### Consignes écrites
1. Énumérez tous les types de transformations que le texte sur le Liban qualifie d'impératives.
2. Reproduisez le passage du texte sur le Liban qui s'ouvre sur les mots « De la même façon, l’équilibre » et se clôt sur « trop nombreuses années. ».

### Texte source
------------------------------

De la même façon, l’équilibre communautaire est naturellement rendu plus fragile par cet afflux massif et les libanais, à tort ou à raison, font le parallèle avec l’arrivée des réfugiés palestiniens de 1948 et 1967 qui avait été un des facteurs déclenchant une guerre civile sanglante pendant de trop nombreuses années.
L’effort inouï et la fraternité exemplaire déployés par le Liban (sans contrepartie avérée à l’instar de la Turquie qui a monnayé au prix fort sa « solidarité ») pour accueillir ses voisins syriens en profonde détresse doivent être non seulement rappelés mais également loués.
L’instabilité politique, aggravée par une corruption chronique de certains acteurs libanais, est aussi un élément majeur de la fragilité du Liban. Le savant équilibre confessionnel qui a permis de diriger le Liban pendant des années s’est heurté à l’immixtion de pays étrangers dans la conduite des affaires intérieures libanaises. Ces menées d’influence visant à instaurer une tutelle sur un Liban soumis sont en lien direct avec la corruption dénoncée par les libanais de toutes confessions qui ne veulent plus désormais être instrumentalisés ni entraînés dans des conflits ou des tensions régionales, loin de leur désir de paix, d’espoir et de concorde entre eux.
La révolte de la jeunesse Libanaise unie a notamment conduit à la nomination d’un nouveau gouvernement de techniciens sensés être au service exclusif d’un pays et d’un peuple qui veut reprendre son destin en mains, procéder aux impératives transformations politiques, structurelles, économiques et sociales, se débarrasser de tuteurs malveillants, lutter contre la corruption et les inégalités, sans pour autant renier son histoire, ses traditions et ses valeurs exemplaires.

------------------------------

### Informations fournies

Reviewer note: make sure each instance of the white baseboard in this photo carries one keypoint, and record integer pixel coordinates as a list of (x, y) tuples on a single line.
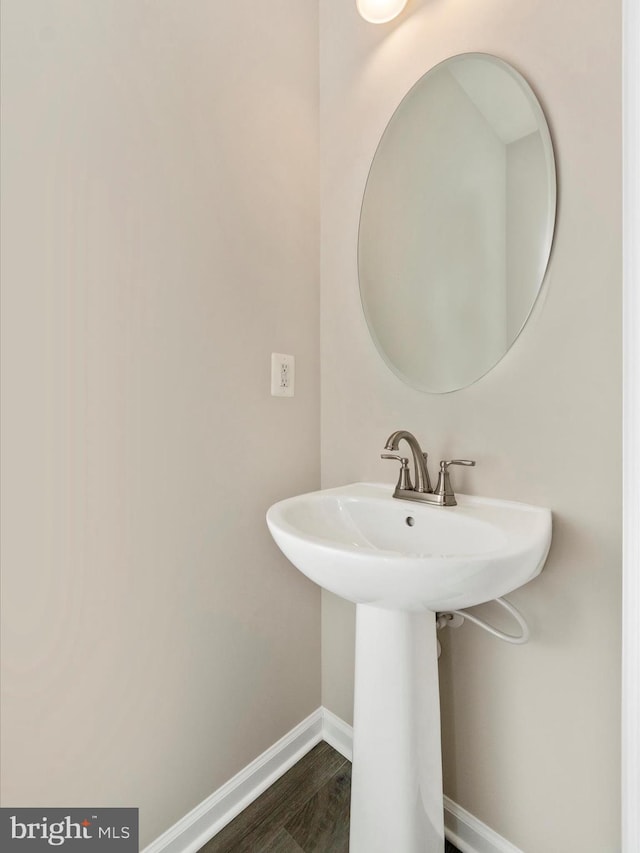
[(469, 834), (197, 827), (200, 825)]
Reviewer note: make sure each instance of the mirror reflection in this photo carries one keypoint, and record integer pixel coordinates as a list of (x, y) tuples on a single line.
[(457, 222)]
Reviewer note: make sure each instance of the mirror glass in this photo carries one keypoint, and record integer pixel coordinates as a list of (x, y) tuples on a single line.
[(457, 222)]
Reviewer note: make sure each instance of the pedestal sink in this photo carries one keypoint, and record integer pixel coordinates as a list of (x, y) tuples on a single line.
[(401, 562)]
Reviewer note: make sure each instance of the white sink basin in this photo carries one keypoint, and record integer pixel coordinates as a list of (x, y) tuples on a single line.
[(362, 544), (399, 561)]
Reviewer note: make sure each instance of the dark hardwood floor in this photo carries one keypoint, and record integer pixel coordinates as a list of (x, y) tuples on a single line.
[(305, 811)]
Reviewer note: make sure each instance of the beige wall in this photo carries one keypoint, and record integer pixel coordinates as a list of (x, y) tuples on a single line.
[(531, 734), (160, 240)]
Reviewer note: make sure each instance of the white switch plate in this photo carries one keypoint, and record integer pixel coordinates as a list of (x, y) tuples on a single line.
[(283, 371)]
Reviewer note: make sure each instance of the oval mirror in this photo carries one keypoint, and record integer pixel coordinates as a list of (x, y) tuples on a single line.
[(457, 222)]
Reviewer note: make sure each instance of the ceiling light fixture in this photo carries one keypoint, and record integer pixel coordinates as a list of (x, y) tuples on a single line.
[(380, 11)]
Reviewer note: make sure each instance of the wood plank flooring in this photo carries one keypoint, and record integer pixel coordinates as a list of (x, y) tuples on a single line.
[(305, 811)]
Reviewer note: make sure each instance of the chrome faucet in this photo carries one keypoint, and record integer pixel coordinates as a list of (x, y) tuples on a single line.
[(422, 491)]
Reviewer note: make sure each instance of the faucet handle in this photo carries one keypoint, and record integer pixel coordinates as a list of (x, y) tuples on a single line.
[(443, 488), (404, 480), (444, 465)]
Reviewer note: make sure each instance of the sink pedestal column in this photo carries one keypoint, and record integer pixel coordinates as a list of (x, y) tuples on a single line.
[(396, 794)]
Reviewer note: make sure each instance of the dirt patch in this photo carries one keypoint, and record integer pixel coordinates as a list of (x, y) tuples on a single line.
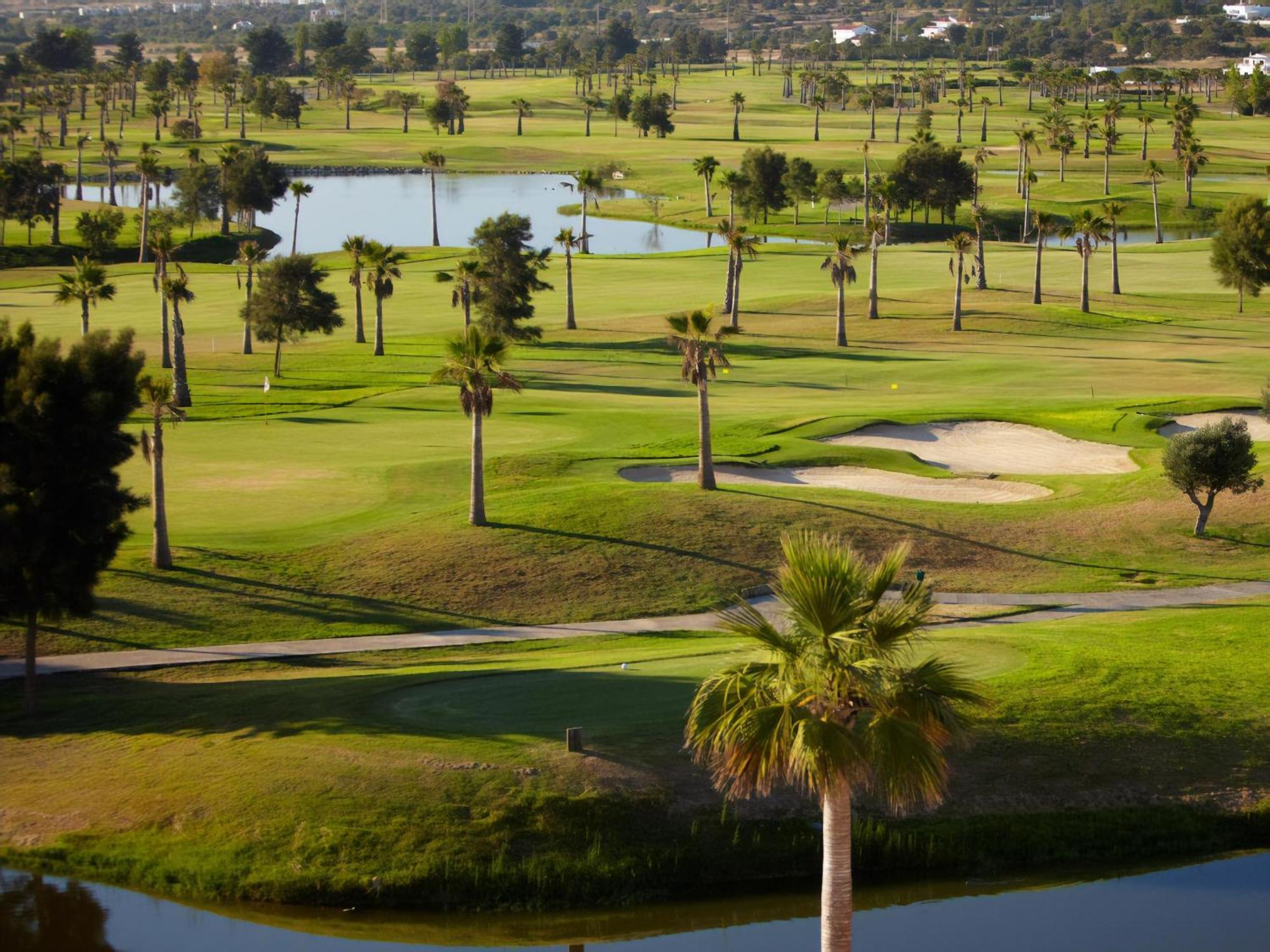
[(854, 478), (991, 446)]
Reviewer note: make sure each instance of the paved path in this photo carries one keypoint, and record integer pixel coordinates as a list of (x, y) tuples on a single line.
[(1060, 605)]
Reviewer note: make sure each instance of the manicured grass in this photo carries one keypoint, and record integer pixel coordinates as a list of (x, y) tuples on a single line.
[(444, 772)]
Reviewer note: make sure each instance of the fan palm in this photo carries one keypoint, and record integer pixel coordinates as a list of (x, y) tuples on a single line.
[(841, 703), (252, 256), (157, 400), (1045, 225), (568, 242), (699, 343), (177, 293), (843, 272), (468, 277), (1113, 211), (705, 167), (1089, 230), (383, 266), (474, 364), (434, 161), (962, 246), (87, 286), (299, 190)]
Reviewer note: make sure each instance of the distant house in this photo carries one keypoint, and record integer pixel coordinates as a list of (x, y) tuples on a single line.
[(1249, 64), (1247, 12), (853, 34)]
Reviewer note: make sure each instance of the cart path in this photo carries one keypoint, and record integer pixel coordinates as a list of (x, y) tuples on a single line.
[(1057, 606)]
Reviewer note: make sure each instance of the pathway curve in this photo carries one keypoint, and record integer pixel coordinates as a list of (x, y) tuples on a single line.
[(1059, 606)]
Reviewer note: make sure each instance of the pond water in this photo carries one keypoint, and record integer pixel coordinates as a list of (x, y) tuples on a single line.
[(1220, 904), (398, 209)]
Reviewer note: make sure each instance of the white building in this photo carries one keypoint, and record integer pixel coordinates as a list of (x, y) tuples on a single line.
[(939, 30), (1249, 64), (853, 34), (1247, 12)]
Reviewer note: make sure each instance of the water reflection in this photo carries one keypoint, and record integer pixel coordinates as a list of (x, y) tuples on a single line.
[(1221, 904)]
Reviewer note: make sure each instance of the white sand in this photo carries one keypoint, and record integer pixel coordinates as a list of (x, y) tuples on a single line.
[(1258, 426), (991, 446), (855, 478)]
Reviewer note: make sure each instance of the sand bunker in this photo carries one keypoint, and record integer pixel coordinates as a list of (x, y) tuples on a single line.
[(1258, 426), (857, 478), (991, 446)]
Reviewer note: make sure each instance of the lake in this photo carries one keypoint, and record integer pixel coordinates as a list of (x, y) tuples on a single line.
[(1221, 904)]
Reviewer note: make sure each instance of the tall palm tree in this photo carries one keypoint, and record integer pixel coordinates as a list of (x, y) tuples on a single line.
[(251, 257), (705, 167), (164, 252), (434, 161), (848, 699), (1045, 225), (741, 246), (157, 399), (474, 364), (699, 343), (177, 291), (1155, 172), (468, 277), (568, 242), (1113, 211), (523, 110), (87, 286), (843, 272), (1089, 230), (382, 267), (299, 190), (962, 246)]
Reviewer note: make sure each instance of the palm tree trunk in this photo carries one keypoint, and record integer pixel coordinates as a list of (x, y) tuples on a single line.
[(836, 903), (1037, 272), (570, 323), (477, 498), (161, 553), (841, 337), (436, 237), (705, 455), (30, 701)]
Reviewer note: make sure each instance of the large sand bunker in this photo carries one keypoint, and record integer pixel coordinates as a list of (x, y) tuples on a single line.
[(855, 478), (1259, 427), (993, 446)]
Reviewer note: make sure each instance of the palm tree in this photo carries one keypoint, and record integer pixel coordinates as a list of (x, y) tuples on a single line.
[(741, 247), (252, 256), (468, 279), (299, 190), (962, 246), (705, 167), (88, 286), (157, 399), (383, 266), (841, 272), (1113, 211), (1089, 230), (523, 110), (844, 701), (876, 230), (355, 247), (1045, 225), (434, 161), (1155, 172), (177, 293), (474, 362), (698, 341), (1147, 122)]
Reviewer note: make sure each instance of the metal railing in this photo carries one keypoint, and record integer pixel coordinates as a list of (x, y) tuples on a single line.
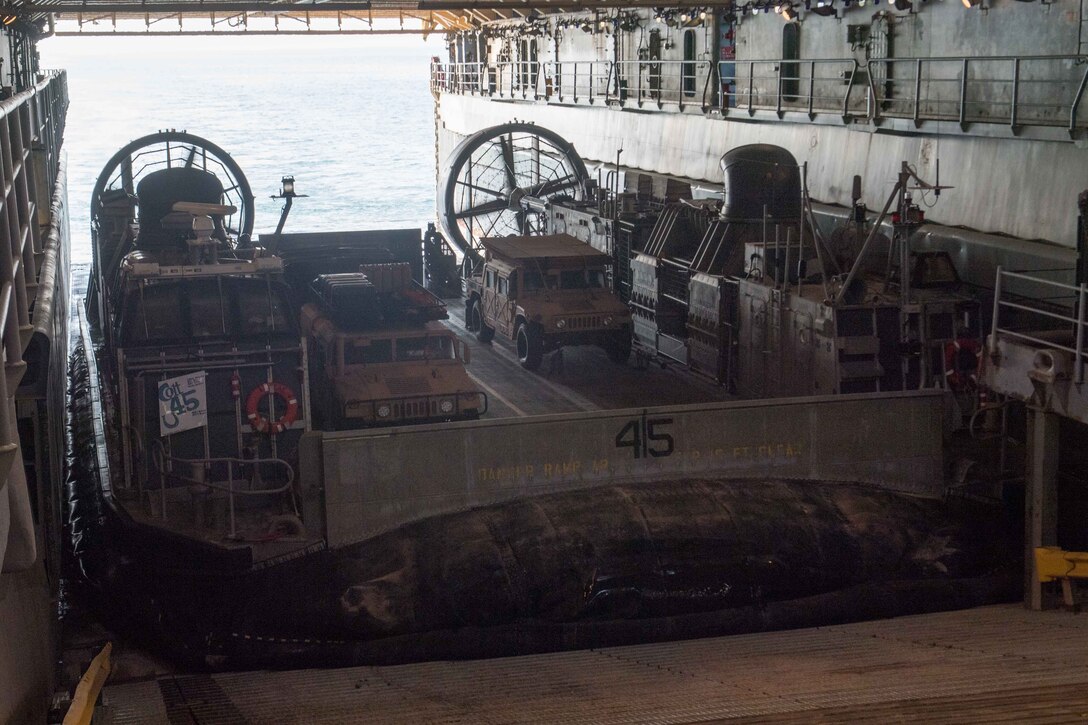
[(32, 127), (1015, 91), (165, 465), (1063, 311)]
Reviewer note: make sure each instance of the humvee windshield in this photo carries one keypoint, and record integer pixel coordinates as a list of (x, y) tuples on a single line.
[(425, 348), (375, 352), (571, 279), (582, 279), (369, 352)]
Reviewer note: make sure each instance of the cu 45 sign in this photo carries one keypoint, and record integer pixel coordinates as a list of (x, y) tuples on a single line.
[(183, 403)]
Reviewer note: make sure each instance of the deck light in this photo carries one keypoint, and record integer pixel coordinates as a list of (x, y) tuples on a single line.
[(287, 186)]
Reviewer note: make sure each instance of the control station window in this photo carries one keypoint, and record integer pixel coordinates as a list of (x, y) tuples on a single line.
[(207, 310), (156, 314), (533, 279), (261, 312)]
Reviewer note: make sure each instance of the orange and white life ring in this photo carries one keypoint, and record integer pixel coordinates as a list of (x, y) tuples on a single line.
[(262, 425)]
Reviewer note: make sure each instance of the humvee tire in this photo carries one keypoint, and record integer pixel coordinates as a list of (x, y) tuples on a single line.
[(619, 349), (530, 345), (470, 306), (484, 333)]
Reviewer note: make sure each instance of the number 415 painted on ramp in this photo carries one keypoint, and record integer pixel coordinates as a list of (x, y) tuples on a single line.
[(646, 437)]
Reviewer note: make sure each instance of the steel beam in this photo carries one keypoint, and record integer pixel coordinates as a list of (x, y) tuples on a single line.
[(1040, 518)]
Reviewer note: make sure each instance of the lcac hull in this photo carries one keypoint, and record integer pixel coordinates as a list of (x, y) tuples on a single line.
[(592, 567)]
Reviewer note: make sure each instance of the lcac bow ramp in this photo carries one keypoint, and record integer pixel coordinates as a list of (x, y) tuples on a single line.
[(367, 482)]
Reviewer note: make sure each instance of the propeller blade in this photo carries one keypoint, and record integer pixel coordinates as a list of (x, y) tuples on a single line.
[(507, 144), (485, 208)]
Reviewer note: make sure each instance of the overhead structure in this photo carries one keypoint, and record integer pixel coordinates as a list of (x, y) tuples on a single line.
[(499, 177), (141, 17)]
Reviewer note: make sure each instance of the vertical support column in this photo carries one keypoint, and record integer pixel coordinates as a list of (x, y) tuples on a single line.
[(1040, 519)]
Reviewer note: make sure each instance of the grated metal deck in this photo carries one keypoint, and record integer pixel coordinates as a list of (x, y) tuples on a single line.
[(988, 664)]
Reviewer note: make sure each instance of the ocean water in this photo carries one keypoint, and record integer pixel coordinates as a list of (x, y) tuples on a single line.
[(351, 119)]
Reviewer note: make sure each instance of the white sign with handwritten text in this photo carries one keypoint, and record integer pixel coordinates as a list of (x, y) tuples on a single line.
[(183, 403)]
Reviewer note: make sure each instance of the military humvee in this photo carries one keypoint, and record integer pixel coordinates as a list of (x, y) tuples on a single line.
[(380, 357), (544, 293)]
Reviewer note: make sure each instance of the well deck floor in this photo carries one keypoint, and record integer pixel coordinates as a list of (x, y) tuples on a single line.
[(984, 665)]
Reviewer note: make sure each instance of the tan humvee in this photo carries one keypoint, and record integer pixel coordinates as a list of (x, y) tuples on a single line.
[(544, 293), (390, 365)]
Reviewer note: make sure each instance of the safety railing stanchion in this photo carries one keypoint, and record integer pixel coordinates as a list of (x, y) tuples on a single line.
[(1078, 373), (230, 494)]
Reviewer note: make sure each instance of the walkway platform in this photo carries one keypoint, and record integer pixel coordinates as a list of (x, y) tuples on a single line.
[(983, 665)]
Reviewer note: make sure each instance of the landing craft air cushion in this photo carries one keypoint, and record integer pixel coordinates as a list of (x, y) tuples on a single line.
[(234, 532)]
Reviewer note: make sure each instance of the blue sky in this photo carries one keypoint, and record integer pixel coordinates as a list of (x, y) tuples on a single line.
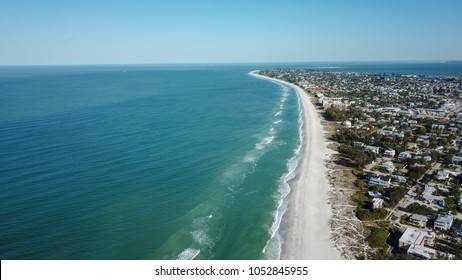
[(201, 31)]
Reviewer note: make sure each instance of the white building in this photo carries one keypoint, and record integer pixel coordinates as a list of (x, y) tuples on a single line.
[(389, 153), (442, 175), (404, 155), (413, 236), (419, 220), (377, 203), (389, 166), (373, 149), (444, 222), (413, 241), (346, 124)]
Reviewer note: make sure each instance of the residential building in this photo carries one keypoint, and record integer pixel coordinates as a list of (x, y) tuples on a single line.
[(389, 153), (413, 236), (442, 175), (383, 181), (389, 166), (357, 144), (346, 124), (373, 149), (377, 203), (419, 220), (422, 252), (404, 155), (457, 159), (444, 222), (457, 228)]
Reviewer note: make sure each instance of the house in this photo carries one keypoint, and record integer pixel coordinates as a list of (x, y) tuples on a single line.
[(373, 149), (377, 203), (442, 175), (383, 181), (412, 146), (375, 194), (389, 166), (422, 252), (457, 159), (413, 236), (444, 222), (346, 124), (419, 220), (457, 228), (389, 153), (357, 144), (404, 155), (400, 179)]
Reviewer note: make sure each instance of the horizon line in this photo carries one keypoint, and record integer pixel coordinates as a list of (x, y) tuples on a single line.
[(237, 63)]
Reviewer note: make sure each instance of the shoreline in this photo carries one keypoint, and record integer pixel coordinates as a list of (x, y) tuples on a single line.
[(309, 211)]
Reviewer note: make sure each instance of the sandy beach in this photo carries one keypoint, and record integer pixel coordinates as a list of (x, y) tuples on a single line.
[(309, 212)]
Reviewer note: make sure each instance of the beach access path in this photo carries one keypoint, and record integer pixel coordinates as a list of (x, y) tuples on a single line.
[(309, 211)]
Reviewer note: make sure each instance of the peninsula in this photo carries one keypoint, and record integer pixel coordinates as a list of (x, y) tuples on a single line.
[(395, 176)]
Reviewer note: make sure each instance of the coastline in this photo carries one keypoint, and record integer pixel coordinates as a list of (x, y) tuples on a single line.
[(309, 212)]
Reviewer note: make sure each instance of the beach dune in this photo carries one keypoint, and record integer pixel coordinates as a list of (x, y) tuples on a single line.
[(308, 214)]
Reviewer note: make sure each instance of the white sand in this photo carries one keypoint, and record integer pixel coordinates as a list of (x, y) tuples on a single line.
[(308, 215)]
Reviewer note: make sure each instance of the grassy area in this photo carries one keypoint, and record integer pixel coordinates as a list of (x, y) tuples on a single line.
[(378, 238)]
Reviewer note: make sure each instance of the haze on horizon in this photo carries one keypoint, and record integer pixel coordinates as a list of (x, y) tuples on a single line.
[(206, 31)]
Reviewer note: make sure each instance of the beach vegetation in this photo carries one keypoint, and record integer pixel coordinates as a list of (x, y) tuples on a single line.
[(357, 157), (394, 195), (335, 114), (421, 210), (378, 238)]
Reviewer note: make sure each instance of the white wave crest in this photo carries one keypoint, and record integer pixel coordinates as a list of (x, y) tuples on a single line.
[(188, 254), (273, 247), (278, 113)]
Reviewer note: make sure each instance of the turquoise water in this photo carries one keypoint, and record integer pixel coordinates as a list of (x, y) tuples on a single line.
[(142, 162), (150, 162)]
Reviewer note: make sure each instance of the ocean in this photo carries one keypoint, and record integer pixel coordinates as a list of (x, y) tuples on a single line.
[(150, 161)]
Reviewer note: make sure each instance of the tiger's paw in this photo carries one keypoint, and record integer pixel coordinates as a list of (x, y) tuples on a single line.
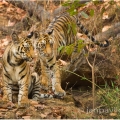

------------------------------

### Réponses successives
1. Politiques, structurelles, économiques et sociales.

2.
De la même façon, l’équilibre communautaire est naturellement rendu plus fragile par cet afflux massif et les libanais, à tort ou à raison, font le parallèle avec l’arrivée des réfugiés palestiniens de 1948 et 1967 qui avait été un des facteurs déclenchant une guerre civile sanglante pendant de trop nombreuses années.